= Beginning of Section =

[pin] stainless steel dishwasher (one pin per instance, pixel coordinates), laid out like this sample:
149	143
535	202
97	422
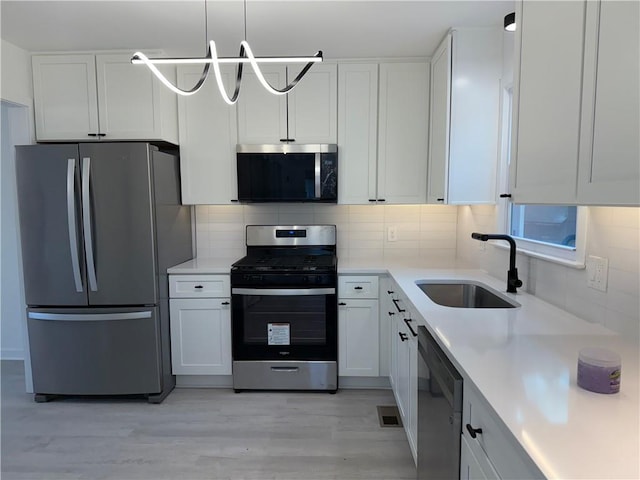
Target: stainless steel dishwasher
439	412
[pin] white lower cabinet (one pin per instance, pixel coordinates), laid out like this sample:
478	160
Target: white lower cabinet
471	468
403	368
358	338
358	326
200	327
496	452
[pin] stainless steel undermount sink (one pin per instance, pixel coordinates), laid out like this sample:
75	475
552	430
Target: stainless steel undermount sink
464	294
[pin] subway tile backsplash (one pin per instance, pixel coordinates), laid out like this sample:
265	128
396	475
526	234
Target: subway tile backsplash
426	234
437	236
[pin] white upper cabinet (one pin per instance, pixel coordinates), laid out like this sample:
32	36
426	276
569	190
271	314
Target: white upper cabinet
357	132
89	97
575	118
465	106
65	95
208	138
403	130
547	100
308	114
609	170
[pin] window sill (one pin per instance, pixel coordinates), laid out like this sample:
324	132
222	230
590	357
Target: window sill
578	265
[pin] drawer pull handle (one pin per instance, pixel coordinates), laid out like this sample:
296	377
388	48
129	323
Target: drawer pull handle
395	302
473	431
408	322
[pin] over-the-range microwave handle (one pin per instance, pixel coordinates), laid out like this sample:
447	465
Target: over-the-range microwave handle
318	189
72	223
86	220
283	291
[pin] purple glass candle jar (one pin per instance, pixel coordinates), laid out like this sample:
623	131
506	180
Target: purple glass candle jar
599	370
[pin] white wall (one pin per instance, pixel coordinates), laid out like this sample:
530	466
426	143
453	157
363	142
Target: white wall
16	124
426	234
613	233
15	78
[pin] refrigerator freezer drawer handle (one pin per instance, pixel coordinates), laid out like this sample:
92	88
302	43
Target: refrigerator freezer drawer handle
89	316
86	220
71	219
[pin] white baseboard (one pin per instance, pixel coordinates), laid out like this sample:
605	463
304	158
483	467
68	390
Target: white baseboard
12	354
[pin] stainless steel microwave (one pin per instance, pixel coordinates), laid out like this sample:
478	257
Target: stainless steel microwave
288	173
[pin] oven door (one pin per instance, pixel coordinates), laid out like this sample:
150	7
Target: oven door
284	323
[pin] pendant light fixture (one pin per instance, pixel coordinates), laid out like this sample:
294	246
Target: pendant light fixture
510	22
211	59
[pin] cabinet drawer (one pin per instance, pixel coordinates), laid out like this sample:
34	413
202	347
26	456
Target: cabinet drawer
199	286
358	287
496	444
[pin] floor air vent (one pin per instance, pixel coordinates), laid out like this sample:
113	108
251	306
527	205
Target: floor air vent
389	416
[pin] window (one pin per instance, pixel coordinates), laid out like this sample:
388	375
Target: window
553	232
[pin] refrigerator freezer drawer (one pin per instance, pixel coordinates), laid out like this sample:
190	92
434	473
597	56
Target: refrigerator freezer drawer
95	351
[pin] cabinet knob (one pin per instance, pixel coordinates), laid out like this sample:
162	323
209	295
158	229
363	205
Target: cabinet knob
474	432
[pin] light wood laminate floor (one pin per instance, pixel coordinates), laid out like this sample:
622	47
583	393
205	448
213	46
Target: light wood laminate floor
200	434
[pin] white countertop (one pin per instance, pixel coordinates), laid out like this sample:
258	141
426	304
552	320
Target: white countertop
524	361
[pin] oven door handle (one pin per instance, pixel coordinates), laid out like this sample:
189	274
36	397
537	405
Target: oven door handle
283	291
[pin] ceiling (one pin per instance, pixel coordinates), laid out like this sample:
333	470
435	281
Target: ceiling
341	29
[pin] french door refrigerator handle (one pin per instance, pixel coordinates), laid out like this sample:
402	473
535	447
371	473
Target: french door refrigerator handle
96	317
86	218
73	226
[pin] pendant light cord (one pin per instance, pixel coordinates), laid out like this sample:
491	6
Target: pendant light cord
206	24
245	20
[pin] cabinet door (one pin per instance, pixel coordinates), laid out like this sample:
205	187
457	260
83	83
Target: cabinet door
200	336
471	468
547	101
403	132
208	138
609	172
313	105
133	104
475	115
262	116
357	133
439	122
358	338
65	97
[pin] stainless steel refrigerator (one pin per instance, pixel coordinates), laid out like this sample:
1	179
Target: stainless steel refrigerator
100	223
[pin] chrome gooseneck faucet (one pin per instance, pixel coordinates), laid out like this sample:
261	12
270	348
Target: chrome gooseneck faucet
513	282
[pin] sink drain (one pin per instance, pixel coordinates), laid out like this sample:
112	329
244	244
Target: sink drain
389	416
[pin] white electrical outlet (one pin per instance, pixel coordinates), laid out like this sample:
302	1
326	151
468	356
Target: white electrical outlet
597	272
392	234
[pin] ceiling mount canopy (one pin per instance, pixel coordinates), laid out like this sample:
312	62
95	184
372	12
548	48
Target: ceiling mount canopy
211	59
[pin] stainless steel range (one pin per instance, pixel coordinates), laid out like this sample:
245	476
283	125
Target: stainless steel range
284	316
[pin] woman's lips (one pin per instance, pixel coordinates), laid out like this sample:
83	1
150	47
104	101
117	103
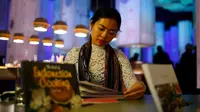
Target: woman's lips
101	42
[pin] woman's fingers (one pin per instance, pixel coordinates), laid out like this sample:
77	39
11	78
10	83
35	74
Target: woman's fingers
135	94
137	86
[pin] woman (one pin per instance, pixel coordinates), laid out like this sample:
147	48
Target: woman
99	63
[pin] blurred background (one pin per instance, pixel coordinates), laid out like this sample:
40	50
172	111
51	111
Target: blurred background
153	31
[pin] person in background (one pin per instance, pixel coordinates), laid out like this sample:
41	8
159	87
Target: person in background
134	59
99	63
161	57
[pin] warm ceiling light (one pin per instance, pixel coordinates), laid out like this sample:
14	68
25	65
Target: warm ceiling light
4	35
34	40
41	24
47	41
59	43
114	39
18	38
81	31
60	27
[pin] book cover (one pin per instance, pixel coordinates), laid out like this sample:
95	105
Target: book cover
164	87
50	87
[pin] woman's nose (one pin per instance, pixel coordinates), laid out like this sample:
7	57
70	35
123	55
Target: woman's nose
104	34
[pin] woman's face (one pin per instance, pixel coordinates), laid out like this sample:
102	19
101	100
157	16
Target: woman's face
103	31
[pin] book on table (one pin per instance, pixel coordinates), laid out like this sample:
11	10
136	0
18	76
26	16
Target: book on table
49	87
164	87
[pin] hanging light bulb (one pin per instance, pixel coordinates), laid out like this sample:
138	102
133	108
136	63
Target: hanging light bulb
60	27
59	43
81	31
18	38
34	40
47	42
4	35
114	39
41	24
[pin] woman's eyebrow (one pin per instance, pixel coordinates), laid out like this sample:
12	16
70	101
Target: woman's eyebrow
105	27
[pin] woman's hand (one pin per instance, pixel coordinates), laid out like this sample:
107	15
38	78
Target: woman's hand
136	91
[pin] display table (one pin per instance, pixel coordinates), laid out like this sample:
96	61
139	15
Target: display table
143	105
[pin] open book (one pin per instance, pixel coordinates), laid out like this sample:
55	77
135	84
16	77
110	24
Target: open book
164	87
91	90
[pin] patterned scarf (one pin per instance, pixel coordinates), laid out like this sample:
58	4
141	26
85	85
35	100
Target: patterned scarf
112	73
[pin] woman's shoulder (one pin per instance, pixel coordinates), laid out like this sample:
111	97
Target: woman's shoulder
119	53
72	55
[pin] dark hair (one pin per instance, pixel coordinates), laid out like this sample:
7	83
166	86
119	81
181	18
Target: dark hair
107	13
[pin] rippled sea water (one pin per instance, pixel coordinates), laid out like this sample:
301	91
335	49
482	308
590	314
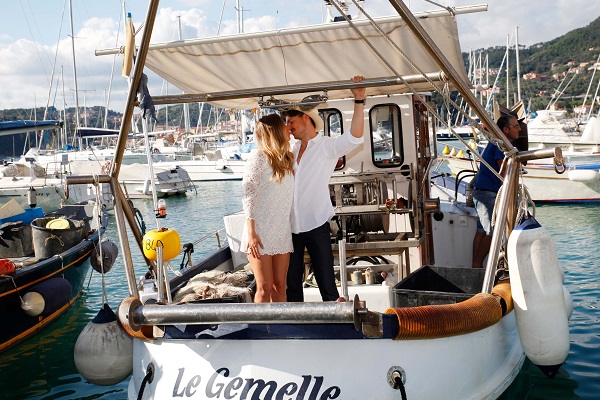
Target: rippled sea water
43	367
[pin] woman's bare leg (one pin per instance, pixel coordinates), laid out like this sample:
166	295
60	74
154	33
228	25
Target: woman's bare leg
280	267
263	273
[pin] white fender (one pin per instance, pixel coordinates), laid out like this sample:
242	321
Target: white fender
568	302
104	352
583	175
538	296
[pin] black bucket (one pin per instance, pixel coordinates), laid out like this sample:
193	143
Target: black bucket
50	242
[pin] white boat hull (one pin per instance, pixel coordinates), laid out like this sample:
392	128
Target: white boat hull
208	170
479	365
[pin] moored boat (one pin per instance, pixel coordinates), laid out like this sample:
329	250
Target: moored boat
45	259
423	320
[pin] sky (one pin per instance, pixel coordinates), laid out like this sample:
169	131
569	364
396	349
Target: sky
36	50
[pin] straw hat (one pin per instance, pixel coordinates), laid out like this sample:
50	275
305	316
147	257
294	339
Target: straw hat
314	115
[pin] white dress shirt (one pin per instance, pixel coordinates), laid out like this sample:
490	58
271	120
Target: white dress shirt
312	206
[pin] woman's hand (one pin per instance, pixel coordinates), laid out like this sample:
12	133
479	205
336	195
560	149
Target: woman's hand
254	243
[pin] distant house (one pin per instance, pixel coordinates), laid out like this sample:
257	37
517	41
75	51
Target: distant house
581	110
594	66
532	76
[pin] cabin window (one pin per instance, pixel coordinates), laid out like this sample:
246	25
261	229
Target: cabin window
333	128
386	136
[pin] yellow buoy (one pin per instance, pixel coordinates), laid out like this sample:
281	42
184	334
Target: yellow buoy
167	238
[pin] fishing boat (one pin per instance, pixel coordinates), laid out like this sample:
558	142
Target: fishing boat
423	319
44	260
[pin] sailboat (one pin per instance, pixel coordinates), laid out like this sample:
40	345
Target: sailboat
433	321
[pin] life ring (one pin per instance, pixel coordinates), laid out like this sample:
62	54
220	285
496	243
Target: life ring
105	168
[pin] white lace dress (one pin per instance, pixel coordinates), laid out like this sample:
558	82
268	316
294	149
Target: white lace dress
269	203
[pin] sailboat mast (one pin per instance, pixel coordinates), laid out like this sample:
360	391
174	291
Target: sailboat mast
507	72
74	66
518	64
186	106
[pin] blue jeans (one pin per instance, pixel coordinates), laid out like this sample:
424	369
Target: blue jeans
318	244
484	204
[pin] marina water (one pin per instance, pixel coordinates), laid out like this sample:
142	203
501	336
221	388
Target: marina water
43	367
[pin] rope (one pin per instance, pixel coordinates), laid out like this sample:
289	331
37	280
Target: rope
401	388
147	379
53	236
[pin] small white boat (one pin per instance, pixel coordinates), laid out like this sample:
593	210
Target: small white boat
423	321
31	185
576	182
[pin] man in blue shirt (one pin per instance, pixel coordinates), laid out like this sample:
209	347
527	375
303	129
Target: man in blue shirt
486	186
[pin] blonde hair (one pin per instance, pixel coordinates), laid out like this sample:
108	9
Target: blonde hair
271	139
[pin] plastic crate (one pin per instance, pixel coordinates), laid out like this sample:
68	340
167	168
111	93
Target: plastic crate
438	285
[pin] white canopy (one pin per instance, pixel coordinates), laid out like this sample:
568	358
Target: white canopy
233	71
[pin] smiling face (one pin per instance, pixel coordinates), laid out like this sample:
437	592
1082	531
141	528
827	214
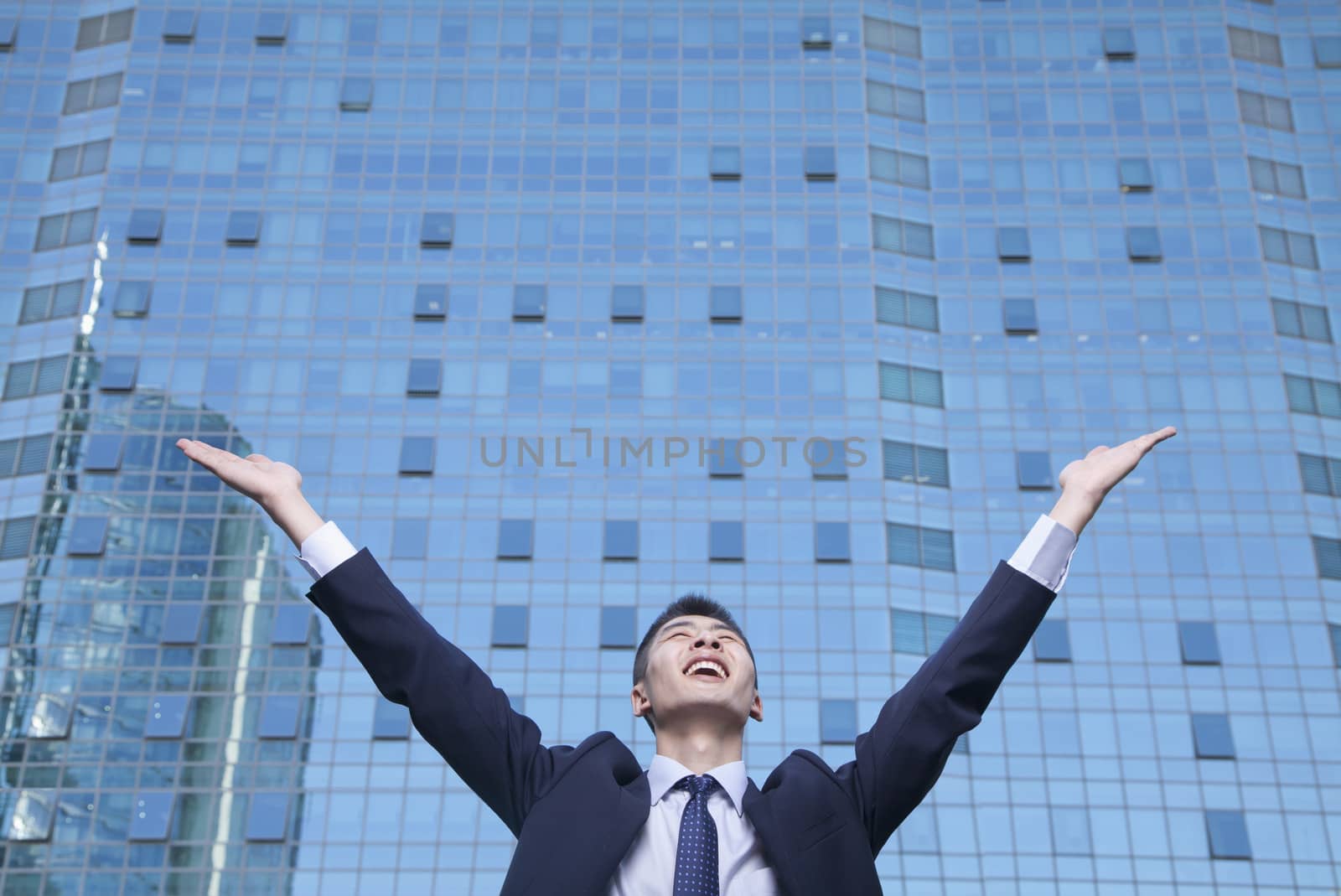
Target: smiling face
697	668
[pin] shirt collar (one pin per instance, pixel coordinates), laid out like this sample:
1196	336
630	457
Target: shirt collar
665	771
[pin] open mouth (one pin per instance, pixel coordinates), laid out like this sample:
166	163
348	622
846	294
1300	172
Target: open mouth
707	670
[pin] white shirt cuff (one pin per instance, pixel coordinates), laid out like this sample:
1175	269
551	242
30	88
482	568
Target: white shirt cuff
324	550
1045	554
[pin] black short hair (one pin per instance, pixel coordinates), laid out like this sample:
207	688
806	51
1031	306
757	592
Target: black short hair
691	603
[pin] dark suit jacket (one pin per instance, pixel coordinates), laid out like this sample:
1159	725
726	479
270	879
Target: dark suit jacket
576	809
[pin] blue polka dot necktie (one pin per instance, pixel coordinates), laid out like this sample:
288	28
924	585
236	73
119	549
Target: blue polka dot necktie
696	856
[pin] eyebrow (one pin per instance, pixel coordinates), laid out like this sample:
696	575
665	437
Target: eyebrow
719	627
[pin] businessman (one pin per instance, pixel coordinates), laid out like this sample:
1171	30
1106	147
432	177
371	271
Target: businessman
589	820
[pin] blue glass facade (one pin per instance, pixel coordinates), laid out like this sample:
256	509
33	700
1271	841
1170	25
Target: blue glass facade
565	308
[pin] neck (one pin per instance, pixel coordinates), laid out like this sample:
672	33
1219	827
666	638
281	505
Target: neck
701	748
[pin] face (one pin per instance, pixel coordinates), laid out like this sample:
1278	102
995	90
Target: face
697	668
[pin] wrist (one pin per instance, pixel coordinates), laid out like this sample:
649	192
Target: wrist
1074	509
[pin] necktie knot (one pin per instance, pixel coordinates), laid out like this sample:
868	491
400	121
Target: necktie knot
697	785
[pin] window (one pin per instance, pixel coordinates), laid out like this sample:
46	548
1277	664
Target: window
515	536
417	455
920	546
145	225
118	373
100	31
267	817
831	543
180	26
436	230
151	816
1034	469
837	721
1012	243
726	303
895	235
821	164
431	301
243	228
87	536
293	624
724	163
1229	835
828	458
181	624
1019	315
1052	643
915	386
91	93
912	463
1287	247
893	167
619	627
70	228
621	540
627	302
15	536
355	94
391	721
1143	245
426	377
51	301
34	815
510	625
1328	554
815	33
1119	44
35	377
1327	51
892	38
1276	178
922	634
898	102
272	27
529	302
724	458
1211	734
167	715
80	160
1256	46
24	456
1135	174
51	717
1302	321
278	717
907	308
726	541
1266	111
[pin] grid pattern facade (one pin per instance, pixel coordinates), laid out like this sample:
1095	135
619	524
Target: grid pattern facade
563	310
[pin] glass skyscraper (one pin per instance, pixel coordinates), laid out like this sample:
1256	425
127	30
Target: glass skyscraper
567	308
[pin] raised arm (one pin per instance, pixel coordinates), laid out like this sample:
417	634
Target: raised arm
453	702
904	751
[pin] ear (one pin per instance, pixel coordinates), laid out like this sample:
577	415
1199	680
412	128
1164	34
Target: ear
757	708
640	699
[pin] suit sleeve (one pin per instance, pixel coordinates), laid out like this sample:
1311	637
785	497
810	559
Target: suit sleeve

= End of Section =

> _Problem requirements_:
If a line of the material contains the string "sleeve", count it; give only the total.

> _Response_:
2